* **GIVEN TEXT**
-- Begin --

The Shack is a destination.

My husband met his sister and brother-in-law there last Friday night. They reported the chicken was amazing and the vibe was awesome. While my hubby could spot no acquaintance from Luther in the crowd, his sister saw a bunch of folks she knew from Edmond. We went back Monday night, and I saw plenty of familiar faces from Luther, but I seem to know more Luther folks than he does. The Shacks’s visitors throw down money for chicken, friend okra, beer or something from the full bar. Each sale sends sales taxes to the town.

The Shack is hot. And word of mouth marketing works.

The Shack was recently featured in Lance West’s Lost In Oklahoma.

But the Shack is not without issues. Growth problems are the problems you want to have, but that doesn’t mean they are not expensive and frustrating. The parking is problematic. There’s an issue with a sewer, complicated by the fact the Shack property sits next to the flood-prone Deep Fork River, and the loud live music invades the neighbors’ quiet country vibe.

Those issues are not keeping anyone from making the Route 66 trip, through the heart of the Deep Fork District, and maybe stopping at other businesses along the way. Talk about economic development! The success of one business should feed the success of all others. But it helps if everyone works together.

What is the Town’s “economic development” interest? With the Shack’s second location in Guthrie, described as successful, and the recent announcement of the Lumber Shack opening in Harrah next Spring, could it be the Shack is leaving Luther? Or just expanding?

Back to the meeting. Mayor White called the meeting back to session and immediately moved the following, with nothing else said:

“I move to ask the town attorney to attempt to negotiate an economic development contract.”

Mayor White

The motion passed unanimously.

If you are a cheerleader of Open Meetings and government transparency, and communication, you might be wondering whether the meeting was even legal; it was a closed-door meeting in which government officials could talk about a private business, anyone’s private business, maybe even yours; in the name of “economic development.” It appears the practice is legal, and apparently we just trust the town attorney’s word for it, that the private meeting’s purpose met the letter of the law. You might recall, this has even happened at other town board meetings.

-- End --

* **EXTRACTED DATA**
-- Begin --

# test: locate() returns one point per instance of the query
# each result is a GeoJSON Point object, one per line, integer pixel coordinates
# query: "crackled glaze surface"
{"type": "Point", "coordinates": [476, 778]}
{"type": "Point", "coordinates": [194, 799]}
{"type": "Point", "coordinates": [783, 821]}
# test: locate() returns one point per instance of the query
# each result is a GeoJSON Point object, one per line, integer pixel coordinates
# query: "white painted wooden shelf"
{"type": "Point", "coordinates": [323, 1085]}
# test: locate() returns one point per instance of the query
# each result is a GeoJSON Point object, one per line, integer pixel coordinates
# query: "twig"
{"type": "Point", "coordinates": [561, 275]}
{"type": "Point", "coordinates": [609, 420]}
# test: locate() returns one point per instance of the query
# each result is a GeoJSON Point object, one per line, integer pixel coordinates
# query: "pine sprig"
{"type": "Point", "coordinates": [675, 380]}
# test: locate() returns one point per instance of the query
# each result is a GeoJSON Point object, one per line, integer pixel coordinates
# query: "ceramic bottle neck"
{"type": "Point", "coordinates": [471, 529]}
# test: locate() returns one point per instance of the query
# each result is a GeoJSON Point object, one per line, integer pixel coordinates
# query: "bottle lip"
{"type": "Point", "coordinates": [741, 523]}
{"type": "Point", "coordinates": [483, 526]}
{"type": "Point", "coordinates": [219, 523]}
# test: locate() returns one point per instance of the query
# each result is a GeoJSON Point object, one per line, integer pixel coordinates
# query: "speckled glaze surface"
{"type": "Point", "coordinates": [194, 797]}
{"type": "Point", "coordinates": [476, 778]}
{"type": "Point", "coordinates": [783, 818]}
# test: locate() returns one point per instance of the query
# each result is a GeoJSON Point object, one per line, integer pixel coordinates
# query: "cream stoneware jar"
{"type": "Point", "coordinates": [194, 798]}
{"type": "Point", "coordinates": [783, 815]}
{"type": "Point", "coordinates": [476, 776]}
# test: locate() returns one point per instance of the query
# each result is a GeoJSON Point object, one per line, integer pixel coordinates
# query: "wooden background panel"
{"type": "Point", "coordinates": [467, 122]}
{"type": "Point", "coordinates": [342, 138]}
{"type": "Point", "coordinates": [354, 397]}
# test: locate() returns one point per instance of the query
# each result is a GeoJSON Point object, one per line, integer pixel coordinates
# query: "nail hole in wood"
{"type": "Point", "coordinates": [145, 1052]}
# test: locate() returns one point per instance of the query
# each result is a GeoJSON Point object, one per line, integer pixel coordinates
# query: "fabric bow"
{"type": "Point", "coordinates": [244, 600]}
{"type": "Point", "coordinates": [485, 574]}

-- End --

* **EXERCISE INSTRUCTIONS**
1 > Repeat the part of the piece about the Shack starting with "My husband met" and going on through "to the town.".
2 > In one to three sentences, explain why the piece about the Shack calls the sewer issue complicated.
The records are separate material, apart from the piece about the Shack.

* **SOLUTIONS TO THE PROBLEMS**
1 >
My husband met his sister and brother-in-law there last Friday night. They reported the chicken was amazing and the vibe was awesome. While my hubby could spot no acquaintance from Luther in the crowd, his sister saw a bunch of folks she knew from Edmond. We went back Monday night, and I saw plenty of familiar faces from Luther, but I seem to know more Luther folks than he does. The Shacks’s visitors throw down money for chicken, friend okra, beer or something from the full bar. Each sale sends sales taxes to the town.

2 > The Shack property sits next to the Deep Fork River, which is prone to flooding, and that complicates the sewer issue.